Texte d'étude =
————

Nous recevons aujourd'hui le président, M. Thierry Roquefeuil, et le directeur, M. Gilles Psalmon, de la Fédération nationale des producteurs de lait. La FNPL, créée en 1946, est le premier syndicat laitier français. Elle regroupe 62 000 exploitations laitières et s'appuie sur un réseau de fédérations laitières départementales et régionales.
La FNPL constitue une association spécialisée de la FNSEA. Dans le cadre national aussi bien qu'européen, ses propositions portent notamment sur la défense d'un prix du lait rémunérateur, d'une politique laitière européenne et d'un savoir-faire « origine France », fondé sur la qualité du lait.
Messieurs, cette audition est ouverte à la presse et retransmise sur le portail vidéo de l'Assemblée nationale. Comme il s'agit d'une commission d'enquête, conformément aux dispositions de l'article 6 de l'ordonnance du 17 novembre 1958, je demanderai à chacun d'entre vous de prêter serment, de dire la vérité, toute la vérité, rien que la vérité.
MM. Thierry Roquefeuil et Gilles Psalmon prêtent successivement serment.
Messieurs, nous voudrions savoir si les producteurs ont pu souffrir d'un déficit de confiance des consommateurs et si votre organisation a ressenti les répercussions de cette affaire à l'étranger.
Nous souhaiterions connaître les termes de l'accord conclu en janvier entre les producteurs de lait et Lactalis sur la collecte et les prix. Quels sont vos rapports actuels avec l'entreprise ? Ont-ils évolué ces derniers temps ?
Quelles sont vos marges de négociation avec les entreprises transformant le lait ? Pouvez-vous changer facilement de client et fournir d'autres entreprises ?
Monsieur le président, monsieur le directeur, je vous remercie d'être venus répondre aux questions de la commission d'enquête. J'aimerais savoir quels sont les types de contrôles effectués sur les lieux de production du lait. À quelle fréquence sont-ils réalisés ? Que se passe-t-il lorsque les résultats ne sont pas conformes à ce qu'ils devraient être ?

————

Données présentées =
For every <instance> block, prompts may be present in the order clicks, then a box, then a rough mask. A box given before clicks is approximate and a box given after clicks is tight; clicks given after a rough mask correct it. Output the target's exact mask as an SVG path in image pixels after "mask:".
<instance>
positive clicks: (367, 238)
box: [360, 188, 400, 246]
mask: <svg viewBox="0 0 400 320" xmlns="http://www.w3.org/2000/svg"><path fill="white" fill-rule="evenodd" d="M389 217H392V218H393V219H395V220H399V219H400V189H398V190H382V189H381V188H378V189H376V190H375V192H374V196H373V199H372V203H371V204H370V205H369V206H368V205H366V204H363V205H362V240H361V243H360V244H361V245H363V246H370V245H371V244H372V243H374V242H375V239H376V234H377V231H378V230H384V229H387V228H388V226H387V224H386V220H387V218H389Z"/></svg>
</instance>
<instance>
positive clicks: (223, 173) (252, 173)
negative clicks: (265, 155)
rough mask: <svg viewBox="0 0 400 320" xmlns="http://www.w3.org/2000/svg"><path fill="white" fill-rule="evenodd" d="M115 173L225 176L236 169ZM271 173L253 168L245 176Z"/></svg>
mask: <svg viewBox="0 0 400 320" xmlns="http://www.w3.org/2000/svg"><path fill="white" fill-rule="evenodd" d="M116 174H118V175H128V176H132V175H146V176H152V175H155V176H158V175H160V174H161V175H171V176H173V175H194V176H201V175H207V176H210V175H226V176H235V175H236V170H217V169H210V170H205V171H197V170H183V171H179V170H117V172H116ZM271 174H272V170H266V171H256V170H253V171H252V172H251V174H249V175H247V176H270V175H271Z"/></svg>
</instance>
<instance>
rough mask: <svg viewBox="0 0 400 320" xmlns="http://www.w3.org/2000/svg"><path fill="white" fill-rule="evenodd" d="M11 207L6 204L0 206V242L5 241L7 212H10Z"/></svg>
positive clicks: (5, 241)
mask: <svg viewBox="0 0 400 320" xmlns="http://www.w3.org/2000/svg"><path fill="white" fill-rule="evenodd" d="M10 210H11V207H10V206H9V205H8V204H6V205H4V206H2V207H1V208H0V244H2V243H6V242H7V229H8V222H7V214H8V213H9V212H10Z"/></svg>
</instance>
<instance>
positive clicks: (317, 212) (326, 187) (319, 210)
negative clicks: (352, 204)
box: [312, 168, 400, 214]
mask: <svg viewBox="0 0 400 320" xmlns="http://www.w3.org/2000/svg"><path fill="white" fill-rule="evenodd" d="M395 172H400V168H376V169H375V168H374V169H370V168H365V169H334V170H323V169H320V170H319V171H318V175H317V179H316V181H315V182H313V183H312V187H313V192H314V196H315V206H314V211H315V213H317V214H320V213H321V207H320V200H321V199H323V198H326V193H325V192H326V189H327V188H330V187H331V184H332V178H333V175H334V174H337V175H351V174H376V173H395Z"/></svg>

————

Consigne =
D'après le texte d'étude, pourquoi M. Thierry Roquefeuil et M. Gilles Psalmon doivent-ils prêter serment ? Répondez en une à trois phrases.

Corrigé =
Ils doivent prêter serment parce que l'audition a lieu devant une commission d'enquête. Conformément aux dispositions de l'article 6 de l'ordonnance du 17 novembre 1958, chacun doit alors jurer de dire la vérité, toute la vérité, rien que la vérité.